## Your instructions
Count the lines in the listing that contain the string "task", with case counting, and reply with only the number.

Items stored from a collection
◆ ◆ ◆ ◆ ◆

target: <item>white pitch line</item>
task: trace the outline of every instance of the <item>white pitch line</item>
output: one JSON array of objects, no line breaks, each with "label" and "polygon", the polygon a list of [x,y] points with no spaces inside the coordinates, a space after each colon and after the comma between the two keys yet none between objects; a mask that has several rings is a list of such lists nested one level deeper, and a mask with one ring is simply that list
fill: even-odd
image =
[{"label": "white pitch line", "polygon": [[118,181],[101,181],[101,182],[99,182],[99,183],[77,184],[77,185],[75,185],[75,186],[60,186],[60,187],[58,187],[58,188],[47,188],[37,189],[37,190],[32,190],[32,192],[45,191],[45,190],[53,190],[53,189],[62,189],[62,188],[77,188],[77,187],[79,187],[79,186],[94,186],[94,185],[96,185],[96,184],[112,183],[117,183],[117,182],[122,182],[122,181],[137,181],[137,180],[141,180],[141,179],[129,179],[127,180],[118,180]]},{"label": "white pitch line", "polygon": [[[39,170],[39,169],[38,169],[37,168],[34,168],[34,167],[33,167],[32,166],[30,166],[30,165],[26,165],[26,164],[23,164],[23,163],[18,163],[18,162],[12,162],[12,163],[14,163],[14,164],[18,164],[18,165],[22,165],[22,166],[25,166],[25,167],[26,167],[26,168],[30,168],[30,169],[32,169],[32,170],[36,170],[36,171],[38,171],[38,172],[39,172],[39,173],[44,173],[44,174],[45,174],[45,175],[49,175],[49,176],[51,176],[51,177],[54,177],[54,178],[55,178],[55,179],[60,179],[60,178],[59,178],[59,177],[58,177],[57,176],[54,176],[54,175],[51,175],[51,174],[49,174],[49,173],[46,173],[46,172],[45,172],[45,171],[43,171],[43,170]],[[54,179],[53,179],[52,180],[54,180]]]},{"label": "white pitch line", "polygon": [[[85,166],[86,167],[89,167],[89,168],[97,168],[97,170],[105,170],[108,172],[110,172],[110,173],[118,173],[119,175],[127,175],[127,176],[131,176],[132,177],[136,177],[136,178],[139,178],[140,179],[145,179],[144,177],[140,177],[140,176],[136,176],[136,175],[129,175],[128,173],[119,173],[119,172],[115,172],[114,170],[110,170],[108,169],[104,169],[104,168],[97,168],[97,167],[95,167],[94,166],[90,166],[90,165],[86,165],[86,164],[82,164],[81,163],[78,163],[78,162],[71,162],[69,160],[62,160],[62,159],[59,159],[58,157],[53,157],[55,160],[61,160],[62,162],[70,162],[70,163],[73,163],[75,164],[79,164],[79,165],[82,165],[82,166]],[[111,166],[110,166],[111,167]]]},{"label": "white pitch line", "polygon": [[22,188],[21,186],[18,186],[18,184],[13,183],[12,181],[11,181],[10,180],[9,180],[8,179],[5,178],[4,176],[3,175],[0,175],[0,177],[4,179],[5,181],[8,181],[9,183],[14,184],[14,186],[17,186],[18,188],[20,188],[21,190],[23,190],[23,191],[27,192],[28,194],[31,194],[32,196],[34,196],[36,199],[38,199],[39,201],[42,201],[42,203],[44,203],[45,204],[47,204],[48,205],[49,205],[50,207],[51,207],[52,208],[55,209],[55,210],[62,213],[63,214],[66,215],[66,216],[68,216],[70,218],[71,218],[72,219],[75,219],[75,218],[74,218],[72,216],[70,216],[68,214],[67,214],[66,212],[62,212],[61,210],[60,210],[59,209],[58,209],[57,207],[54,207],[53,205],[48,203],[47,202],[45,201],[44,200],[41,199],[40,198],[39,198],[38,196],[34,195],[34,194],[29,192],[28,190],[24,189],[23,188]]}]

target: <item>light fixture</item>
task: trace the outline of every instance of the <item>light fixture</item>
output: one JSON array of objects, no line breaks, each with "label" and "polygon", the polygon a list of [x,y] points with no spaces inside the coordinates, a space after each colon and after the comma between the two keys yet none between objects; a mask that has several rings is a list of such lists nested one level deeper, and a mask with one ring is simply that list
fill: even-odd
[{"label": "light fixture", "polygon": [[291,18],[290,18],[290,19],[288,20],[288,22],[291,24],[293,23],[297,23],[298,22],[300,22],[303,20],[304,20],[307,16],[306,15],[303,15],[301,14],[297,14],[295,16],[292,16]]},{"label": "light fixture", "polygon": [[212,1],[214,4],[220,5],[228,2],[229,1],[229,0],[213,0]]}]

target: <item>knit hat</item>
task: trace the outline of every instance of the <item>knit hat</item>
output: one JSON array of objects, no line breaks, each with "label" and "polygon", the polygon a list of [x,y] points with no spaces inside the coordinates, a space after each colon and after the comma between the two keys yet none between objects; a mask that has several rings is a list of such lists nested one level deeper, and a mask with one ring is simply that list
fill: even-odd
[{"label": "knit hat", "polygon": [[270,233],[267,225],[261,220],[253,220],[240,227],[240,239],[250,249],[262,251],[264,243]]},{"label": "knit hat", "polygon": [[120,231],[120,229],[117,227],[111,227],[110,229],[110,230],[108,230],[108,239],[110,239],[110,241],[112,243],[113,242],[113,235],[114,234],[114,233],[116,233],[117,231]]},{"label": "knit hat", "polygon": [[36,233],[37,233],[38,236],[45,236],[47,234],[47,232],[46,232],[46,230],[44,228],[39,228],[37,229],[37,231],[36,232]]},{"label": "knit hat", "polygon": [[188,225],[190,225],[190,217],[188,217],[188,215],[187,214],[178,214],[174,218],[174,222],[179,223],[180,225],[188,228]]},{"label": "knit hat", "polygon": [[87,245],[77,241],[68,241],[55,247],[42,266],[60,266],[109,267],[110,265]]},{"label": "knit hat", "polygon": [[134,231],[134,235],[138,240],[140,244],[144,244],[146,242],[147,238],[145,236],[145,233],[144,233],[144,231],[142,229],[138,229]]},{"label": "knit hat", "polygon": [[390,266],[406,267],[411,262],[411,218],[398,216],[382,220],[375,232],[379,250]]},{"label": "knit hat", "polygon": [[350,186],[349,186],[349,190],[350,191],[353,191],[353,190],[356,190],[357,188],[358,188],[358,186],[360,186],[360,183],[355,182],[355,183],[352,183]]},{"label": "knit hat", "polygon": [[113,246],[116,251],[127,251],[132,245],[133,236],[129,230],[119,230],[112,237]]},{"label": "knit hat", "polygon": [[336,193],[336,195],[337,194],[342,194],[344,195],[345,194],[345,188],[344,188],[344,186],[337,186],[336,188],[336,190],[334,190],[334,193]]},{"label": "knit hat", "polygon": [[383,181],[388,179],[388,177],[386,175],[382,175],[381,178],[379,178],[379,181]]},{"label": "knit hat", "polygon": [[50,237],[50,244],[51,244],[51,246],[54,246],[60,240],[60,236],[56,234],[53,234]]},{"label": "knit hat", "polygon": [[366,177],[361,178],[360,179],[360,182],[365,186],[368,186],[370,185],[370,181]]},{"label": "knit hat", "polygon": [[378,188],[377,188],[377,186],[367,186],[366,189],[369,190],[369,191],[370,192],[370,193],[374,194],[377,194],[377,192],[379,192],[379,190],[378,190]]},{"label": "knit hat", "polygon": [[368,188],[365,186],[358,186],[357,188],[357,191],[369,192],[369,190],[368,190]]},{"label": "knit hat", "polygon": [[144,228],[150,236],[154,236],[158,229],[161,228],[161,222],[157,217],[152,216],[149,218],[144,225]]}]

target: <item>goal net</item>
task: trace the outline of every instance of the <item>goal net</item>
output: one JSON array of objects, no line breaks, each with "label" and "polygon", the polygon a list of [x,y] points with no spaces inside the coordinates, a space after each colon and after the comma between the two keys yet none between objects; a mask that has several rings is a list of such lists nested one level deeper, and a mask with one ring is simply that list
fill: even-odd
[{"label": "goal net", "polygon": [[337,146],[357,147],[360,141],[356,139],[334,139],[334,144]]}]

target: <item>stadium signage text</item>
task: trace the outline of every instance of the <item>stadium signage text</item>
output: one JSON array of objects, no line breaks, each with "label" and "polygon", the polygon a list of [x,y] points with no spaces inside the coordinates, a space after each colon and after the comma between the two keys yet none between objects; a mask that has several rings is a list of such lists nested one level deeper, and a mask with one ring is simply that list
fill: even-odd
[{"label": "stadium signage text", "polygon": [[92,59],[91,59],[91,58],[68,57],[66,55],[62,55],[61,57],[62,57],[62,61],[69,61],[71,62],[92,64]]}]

◆ ◆ ◆ ◆ ◆

## Exercise output
5